- [Document passage]

3. BUSINESS SEGMENTS

Effective with the first quarter of 2012, management began evaluating segment performance based on Segment Income. Segment Income is defined as income from continuing operations net of income attributable to noncontrolling interests. Segment Income, as discussed below, includes intercompany revenues and expenses that are eliminated in the Consolidated Financial Statements. In conjunction with management's use of the new reporting measure, certain governance costs that were previously unallocated have now been allocated to each of the segments. In addition, direct interest expense and income taxes are included in Segment Income. Prior year segment profitability information has been recast to conform to the current year presentation. None of these changes impacts the reportable operating segments' or the Duke Energy Registrants' previously reported consolidated revenues, net income or earnings per share.

Operating segments for each of the Duke Energy Registrants are determined based on information used by the chief operating decision maker in deciding how to allocate resources and evaluate the performance at each of the Duke Energy Registrants.

Products and services are sold between the affiliate companies and between the reportable segments of Duke Energy at cost. Segment assets as presented in the tables that follow exclude all intercompany assets.

Duke Energy

Duke Energy has the following reportable operating segments: U.S. Franchised Electric and Gas (USFE&G), Commercial Power and International Energy.

USFE&G generates, transmits, distributes and sells electricity in North Carolina, South Carolina, west central Florida, central, north central and southern Indiana, and northern Kentucky. USFE&G also transmits and distributes electricity in southwestern Ohio. Additionally, USFE&G transports and sells natural gas in southwestern Ohio and northern Kentucky. It conducts operations primarily through Duke Energy Carolinas, Progress Energy Carolinas, Progress Energy Florida, certain regulated portions of Duke Energy Ohio, and Duke Energy Indiana. Segment information for USFE&G for the year ended December 31, 2012, includes the results of the regulated operations of Progress Energy from July 2, 2012 forward.

- [Data records]
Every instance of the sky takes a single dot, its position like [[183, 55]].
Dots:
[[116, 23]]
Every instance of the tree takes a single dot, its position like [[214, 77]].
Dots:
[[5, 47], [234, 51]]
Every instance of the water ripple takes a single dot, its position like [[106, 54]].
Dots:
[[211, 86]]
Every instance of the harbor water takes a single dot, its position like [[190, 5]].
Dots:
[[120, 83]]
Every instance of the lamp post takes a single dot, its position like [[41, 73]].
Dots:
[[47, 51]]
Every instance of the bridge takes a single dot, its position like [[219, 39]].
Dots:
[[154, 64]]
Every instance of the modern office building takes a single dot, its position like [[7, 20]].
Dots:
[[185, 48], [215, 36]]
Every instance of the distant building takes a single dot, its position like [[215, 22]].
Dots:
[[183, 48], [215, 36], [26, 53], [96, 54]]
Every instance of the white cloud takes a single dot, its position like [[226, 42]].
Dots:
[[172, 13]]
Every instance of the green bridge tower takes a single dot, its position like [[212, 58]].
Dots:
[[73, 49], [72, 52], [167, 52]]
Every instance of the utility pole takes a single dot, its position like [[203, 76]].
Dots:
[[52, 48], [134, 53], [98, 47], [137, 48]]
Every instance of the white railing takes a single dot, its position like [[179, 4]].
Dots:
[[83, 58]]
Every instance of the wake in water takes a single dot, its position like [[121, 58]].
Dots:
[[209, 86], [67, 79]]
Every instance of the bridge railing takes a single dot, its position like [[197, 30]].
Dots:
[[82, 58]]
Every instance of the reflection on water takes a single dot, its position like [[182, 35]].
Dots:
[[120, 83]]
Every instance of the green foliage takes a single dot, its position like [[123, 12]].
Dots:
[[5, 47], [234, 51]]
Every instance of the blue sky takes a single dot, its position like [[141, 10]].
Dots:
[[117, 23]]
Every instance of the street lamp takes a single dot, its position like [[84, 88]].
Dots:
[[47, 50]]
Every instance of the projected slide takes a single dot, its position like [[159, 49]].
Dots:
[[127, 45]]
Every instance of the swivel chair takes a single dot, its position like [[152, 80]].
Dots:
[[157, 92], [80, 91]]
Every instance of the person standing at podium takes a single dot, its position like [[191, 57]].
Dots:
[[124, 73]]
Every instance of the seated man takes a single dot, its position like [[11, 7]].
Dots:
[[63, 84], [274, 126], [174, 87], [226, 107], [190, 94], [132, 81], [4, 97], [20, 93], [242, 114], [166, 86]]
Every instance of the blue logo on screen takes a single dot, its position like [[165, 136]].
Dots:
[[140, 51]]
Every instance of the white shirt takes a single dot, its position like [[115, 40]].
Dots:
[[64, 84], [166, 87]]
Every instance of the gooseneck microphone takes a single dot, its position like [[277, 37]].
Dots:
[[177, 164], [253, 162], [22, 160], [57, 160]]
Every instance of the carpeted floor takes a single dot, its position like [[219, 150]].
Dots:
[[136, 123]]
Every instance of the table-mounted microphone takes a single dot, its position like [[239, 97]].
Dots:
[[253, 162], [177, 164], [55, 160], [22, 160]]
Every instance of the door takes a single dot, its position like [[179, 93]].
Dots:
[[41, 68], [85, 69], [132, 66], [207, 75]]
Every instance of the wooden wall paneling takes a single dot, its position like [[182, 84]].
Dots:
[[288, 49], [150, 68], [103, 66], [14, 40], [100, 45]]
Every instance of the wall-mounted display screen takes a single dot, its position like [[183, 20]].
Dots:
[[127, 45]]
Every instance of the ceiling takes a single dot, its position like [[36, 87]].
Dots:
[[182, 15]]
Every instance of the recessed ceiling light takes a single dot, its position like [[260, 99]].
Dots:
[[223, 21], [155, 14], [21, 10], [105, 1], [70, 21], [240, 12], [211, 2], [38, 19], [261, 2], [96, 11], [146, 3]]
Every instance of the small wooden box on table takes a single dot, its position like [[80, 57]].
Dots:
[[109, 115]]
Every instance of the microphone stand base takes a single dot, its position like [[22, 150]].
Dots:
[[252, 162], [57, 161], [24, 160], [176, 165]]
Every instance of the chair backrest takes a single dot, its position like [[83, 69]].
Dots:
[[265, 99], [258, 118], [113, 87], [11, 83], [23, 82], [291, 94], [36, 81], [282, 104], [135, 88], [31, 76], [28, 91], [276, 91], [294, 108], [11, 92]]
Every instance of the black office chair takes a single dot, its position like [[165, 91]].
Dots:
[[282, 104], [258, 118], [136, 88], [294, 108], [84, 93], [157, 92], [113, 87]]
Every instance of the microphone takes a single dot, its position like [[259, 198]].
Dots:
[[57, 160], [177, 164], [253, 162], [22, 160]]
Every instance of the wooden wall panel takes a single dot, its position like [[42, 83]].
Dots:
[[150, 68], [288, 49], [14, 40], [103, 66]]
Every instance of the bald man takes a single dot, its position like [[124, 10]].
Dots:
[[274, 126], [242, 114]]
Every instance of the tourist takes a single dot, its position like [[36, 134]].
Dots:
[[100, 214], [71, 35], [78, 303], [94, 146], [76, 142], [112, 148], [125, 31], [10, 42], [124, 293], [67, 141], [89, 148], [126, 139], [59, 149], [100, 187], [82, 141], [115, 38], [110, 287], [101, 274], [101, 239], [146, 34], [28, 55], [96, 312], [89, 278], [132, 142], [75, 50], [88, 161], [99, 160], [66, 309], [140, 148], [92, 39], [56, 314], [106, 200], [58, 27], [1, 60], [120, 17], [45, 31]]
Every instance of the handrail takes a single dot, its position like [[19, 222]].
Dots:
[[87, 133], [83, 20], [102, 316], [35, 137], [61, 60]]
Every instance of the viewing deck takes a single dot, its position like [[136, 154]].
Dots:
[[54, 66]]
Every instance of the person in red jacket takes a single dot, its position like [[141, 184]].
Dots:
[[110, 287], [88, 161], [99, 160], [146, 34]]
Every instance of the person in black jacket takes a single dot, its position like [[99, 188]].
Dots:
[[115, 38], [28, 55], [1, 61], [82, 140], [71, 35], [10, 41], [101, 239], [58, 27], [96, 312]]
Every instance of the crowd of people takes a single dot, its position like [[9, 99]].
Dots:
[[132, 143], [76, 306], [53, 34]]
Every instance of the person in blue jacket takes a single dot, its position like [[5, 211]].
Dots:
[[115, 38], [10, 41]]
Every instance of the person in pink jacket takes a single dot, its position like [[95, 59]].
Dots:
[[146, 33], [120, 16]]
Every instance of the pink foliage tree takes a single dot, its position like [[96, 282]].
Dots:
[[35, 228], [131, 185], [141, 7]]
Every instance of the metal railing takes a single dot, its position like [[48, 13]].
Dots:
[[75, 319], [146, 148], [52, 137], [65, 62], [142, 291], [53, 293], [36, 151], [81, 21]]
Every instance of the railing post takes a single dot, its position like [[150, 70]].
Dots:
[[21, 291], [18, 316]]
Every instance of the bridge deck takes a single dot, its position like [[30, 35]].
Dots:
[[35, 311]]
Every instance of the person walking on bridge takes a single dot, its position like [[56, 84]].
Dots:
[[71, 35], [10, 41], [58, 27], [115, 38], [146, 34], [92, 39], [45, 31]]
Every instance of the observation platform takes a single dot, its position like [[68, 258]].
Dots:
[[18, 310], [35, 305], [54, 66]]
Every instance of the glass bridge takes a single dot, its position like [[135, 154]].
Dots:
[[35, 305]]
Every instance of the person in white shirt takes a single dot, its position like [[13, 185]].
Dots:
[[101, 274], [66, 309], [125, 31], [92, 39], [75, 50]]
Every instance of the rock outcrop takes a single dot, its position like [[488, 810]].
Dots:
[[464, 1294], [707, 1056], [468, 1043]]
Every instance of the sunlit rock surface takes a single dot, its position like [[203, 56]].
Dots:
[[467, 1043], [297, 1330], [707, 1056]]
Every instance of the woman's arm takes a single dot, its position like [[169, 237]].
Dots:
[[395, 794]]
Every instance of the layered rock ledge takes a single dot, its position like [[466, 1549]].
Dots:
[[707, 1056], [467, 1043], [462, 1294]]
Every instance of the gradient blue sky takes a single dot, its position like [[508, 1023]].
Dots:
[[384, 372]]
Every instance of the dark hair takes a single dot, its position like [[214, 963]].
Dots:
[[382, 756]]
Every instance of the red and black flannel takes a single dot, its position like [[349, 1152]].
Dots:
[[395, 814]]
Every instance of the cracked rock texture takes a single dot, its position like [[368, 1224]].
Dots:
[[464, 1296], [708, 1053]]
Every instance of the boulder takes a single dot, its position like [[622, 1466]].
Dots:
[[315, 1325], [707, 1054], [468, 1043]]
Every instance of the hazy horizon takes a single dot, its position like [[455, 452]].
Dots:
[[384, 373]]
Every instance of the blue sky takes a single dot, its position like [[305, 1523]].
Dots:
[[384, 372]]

- [What you have to do]
Retype the Duke Energy business segments passage word for word, starting at "USFE&G generates, transmits, distributes" and ending at "2, 2012 forward.".

- [The output]
USFE&G generates, transmits, distributes and sells electricity in North Carolina, South Carolina, west central Florida, central, north central and southern Indiana, and northern Kentucky. USFE&G also transmits and distributes electricity in southwestern Ohio. Additionally, USFE&G transports and sells natural gas in southwestern Ohio and northern Kentucky. It conducts operations primarily through Duke Energy Carolinas, Progress Energy Carolinas, Progress Energy Florida, certain regulated portions of Duke Energy Ohio, and Duke Energy Indiana. Segment information for USFE&G for the year ended December 31, 2012, includes the results of the regulated operations of Progress Energy from July 2, 2012 forward.